**Task goal**:
Would you return every entry below without a single difference?

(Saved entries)
# # # # #

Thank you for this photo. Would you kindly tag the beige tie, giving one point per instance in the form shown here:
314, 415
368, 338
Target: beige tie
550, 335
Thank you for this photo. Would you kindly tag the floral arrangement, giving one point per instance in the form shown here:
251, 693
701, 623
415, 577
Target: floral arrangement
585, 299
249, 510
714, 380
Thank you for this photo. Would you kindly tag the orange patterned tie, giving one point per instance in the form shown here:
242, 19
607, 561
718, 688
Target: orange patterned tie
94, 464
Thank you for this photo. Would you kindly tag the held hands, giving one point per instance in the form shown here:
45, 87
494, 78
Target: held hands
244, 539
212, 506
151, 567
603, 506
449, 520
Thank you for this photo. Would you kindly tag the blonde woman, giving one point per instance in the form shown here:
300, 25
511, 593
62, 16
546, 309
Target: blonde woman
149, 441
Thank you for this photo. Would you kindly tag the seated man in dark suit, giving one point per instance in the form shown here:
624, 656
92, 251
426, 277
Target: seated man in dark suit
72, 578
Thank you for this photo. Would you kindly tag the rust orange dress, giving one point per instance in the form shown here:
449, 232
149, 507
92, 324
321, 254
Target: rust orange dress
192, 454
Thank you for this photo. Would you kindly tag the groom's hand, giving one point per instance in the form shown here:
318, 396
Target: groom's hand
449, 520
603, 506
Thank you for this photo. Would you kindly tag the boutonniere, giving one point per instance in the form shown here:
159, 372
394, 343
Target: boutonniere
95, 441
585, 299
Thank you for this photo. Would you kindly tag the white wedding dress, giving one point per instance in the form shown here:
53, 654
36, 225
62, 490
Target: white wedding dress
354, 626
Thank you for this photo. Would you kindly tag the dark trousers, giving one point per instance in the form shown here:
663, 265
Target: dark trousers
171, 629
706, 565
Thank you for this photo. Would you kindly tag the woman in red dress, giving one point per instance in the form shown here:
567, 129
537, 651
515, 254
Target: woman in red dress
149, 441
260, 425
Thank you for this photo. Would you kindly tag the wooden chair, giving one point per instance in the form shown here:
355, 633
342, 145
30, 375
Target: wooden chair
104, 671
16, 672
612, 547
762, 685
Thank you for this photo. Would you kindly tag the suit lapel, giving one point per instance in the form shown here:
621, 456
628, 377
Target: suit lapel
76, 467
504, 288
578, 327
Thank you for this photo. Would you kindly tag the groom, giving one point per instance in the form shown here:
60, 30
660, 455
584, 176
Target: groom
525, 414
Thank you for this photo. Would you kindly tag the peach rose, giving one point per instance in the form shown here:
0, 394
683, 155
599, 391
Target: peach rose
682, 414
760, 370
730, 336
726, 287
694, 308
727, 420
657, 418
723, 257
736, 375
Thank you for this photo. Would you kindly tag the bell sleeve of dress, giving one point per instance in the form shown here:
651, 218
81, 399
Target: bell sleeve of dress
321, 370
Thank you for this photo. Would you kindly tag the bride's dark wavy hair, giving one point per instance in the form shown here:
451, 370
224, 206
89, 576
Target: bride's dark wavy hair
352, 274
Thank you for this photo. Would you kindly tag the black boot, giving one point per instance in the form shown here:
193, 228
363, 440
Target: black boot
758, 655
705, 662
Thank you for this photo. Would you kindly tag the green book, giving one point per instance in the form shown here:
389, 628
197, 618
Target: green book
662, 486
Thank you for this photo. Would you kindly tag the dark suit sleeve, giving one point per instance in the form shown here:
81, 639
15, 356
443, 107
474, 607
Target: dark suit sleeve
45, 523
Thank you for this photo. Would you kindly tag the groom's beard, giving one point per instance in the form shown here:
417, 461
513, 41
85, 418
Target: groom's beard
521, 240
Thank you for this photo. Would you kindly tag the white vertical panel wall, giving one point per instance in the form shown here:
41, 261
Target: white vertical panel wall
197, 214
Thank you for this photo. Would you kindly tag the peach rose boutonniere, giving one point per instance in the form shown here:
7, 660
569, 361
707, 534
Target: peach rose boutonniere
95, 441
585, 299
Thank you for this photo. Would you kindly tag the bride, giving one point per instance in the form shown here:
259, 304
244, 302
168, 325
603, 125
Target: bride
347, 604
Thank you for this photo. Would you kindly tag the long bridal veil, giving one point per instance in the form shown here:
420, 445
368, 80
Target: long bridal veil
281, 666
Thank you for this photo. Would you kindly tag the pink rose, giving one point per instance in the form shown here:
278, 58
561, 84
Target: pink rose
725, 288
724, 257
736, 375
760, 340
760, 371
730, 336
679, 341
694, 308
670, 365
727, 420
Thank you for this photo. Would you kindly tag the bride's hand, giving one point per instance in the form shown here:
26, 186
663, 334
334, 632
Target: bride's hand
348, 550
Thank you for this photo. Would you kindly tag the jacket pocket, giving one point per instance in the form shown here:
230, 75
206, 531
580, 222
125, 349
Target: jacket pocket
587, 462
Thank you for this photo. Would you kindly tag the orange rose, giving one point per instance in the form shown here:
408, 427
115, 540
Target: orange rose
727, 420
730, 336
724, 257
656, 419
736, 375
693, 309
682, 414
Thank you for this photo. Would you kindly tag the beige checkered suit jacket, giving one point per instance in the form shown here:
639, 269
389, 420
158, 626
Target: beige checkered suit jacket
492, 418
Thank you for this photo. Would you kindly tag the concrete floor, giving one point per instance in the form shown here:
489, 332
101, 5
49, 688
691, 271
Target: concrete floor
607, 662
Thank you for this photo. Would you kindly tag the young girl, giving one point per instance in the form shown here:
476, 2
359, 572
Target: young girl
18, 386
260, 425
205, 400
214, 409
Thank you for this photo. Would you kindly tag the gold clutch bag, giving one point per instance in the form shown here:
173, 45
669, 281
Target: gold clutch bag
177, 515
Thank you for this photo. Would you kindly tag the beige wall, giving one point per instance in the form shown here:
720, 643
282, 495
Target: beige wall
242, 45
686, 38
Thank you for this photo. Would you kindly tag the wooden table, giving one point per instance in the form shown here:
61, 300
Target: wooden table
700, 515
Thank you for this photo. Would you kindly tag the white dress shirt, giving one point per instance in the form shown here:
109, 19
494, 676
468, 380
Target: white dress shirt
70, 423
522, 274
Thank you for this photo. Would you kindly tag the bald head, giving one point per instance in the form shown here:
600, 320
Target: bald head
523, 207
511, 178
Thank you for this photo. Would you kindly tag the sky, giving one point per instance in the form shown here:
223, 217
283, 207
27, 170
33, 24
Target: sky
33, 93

# # # # #

**Output below**:
Thank you for this photo. Would you kindly tag the beige tie, giving one point per instance in the form shown here:
314, 415
368, 338
Target: beige tie
550, 335
Thank you for this photo. Would you kindly tag the floral arrangement, giving one point per instance in the form shown here:
251, 693
701, 623
415, 577
Target: floral arrangement
585, 299
249, 510
714, 380
Thank you for this photo. Would you kindly tag the orange patterned tie, giving one point per instance in the form shown here:
242, 19
607, 561
718, 688
Target: orange patterned tie
94, 464
Thank you for this photo. Would you kindly tag the held hands, giving one point per instance in the form shown here:
45, 87
494, 78
Target: held hands
244, 539
212, 506
151, 567
603, 506
449, 520
Thank you for this photo. Would you kindly tag the blonde woman, giving one point per instance in the form shown here:
300, 25
511, 593
62, 16
546, 309
Target: blonde woman
149, 441
Thank you for this photo. Would you kindly tag the seated man in dark suit, giving one point per instance in the form shown here:
624, 656
92, 251
426, 277
Target: seated man in dark suit
72, 578
Thank you for this photo. Would you kindly tag the rust orange dress, giving one point per instance in the form shown here:
449, 232
149, 507
92, 324
321, 254
Target: rust orange dress
192, 454
Thank you for this photo. Would you kindly tag the groom's hand, giving one point per instance in the form shown here:
318, 396
Target: groom's hand
449, 520
603, 506
Thank you for this photo. Would you kindly tag the boutonniere, giving one point per instance in the form shown here:
159, 372
394, 343
Target: boutonniere
95, 441
585, 299
Thank you for this photo. Would you kindly tag the white wedding dress, giving one point per instance in the form shown here:
53, 654
36, 225
62, 490
Target: white wedding dress
354, 626
Thank you for this photo. Would you kindly tag the dark trousers, giving one point per instance in the form shown here:
663, 265
Target: dark trousers
171, 629
706, 565
Thank you for this photo. Would you kindly tag the woman in red dress, giving one point per instance in the form shown here:
567, 129
537, 651
515, 254
Target: woman in red dress
149, 441
260, 425
Thank you for this photo. Would you kindly tag the wooden chair, giving one point per instance in the form shown here:
355, 633
342, 145
30, 375
Target: wooden chair
104, 671
16, 672
612, 547
762, 685
Thank you for this photo. Would you kindly tag the suit lapel, giving one point per instance in the form shown here:
621, 456
628, 377
Target: suit lapel
76, 467
504, 288
578, 327
Thank you for this photo. Would you kindly tag the groom, giving one point per instance in the form shown here:
60, 30
660, 455
584, 176
Target: groom
525, 414
Thank you for this photo. Would you kindly tag the peach rose, giving one point per instance in the form shown here:
0, 394
683, 155
599, 391
Target: peach rose
682, 414
760, 370
730, 336
726, 287
694, 308
727, 420
657, 418
723, 257
736, 375
Thank you for this photo. Would you kindly tag the bell sleeve of dress, giving one point per instance in the form shown here:
651, 218
81, 399
Target: bell sleeve of dress
321, 370
Thank you for this photo. Would you kindly tag the bride's dark wavy hair, giving one point per instance in the form shown here:
451, 370
224, 206
89, 576
Target: bride's dark wavy hair
352, 274
Thank you for this photo. Would you kindly tag the black boot, giving one point per instance in the form shown here:
193, 228
363, 440
Target: black boot
758, 655
705, 662
Thank you for this photo. Would you kindly tag the green book, giving one point per instance in the form shown here:
389, 628
197, 618
Target: green book
662, 486
Thank you for this photo. Would you kindly tag the dark suit sleeve, giving one point per instance in the form shown here:
81, 639
15, 356
443, 107
474, 607
Target: dark suit sleeve
45, 523
Thank you for this photo. Would you kindly tag the groom's beard, giving one point per instance in the form shown here:
417, 461
513, 41
85, 418
Target: groom's beard
521, 240
Thank you for this photo. Would you kindly tag the white vertical panel wall, giving one point per instance in the form shown here:
41, 261
Target: white vertical panel wall
197, 214
Thank you for this photo. Would you kindly tag the peach rose boutonniere, giving one point per instance in the form shown here:
7, 660
569, 361
707, 534
Target: peach rose boutonniere
95, 441
585, 299
Thank you for this photo. Would you kindly tag the bride, giving one point per instance in the form shown here:
259, 304
244, 302
168, 325
603, 125
Target: bride
347, 604
Thank you for this photo. Would you kindly tag the long bridal veil, giving one point per instance in the form shown here:
420, 445
368, 80
Target: long bridal veil
281, 666
Thank you for this photo. Would you kindly tag the pink rose, giving one point per instance in the form shown here:
278, 58
561, 84
Target: pink rose
725, 288
724, 257
736, 375
760, 340
760, 371
730, 336
679, 341
694, 308
670, 365
727, 420
Thank you for this photo. Would you kindly tag the bride's hand, giving one point per instance in the form shown here:
26, 186
663, 334
334, 632
Target: bride's hand
348, 550
Thank you for this photo. Would you kindly tag the jacket pocket, giving one point per instance in the form shown here:
230, 75
206, 531
580, 222
125, 349
Target: jacket pocket
587, 462
Thank you for this photo. Would you kindly tag the orange rose, giving one point per instance in the form shown here:
408, 427
115, 540
Target: orange rose
727, 420
730, 336
724, 257
656, 419
736, 375
693, 309
682, 414
Thank you for this photo. Would you kindly tag the beige checkered suit jacket, giving one point per instance in the form shown here:
639, 269
389, 420
158, 626
Target: beige checkered suit jacket
492, 418
Thank you for this photo. Would you kindly tag the concrete floor, giving one point per instance in the form shown here:
489, 332
101, 5
49, 688
691, 271
Target: concrete floor
607, 662
Thank you for this photo. Would you kindly tag the young girl, giving one point per instance in the form shown here:
476, 2
359, 572
Target: young girl
18, 386
260, 425
205, 400
214, 409
Thank you for this photo. Would you kindly tag the gold clutch bag, giving one point per instance in the form shown here:
173, 45
669, 281
Target: gold clutch bag
177, 515
Thank you for this photo. Would you kindly tag the beige wall, giving one point per instance in the form shown here:
720, 643
282, 495
Target: beige wall
242, 45
686, 38
Thank you for this photo. Would you kindly tag the wooden table, giving one point per instance in the form shown here:
61, 300
Target: wooden table
700, 515
Thank you for this photo. Would you kindly tag the white dress shirt, giving one point per instance in the form shown here:
109, 19
494, 676
468, 380
Target: white dress shirt
70, 423
522, 274
Thank you for this photo. Would you kindly tag the bald head, giving one point per instance in the form shown here:
600, 320
Target: bald head
523, 207
511, 178
Thank you for this photo. Would you kindly tag the sky, giving one point per instance in the form shown here:
223, 217
283, 207
27, 170
33, 24
Target: sky
33, 93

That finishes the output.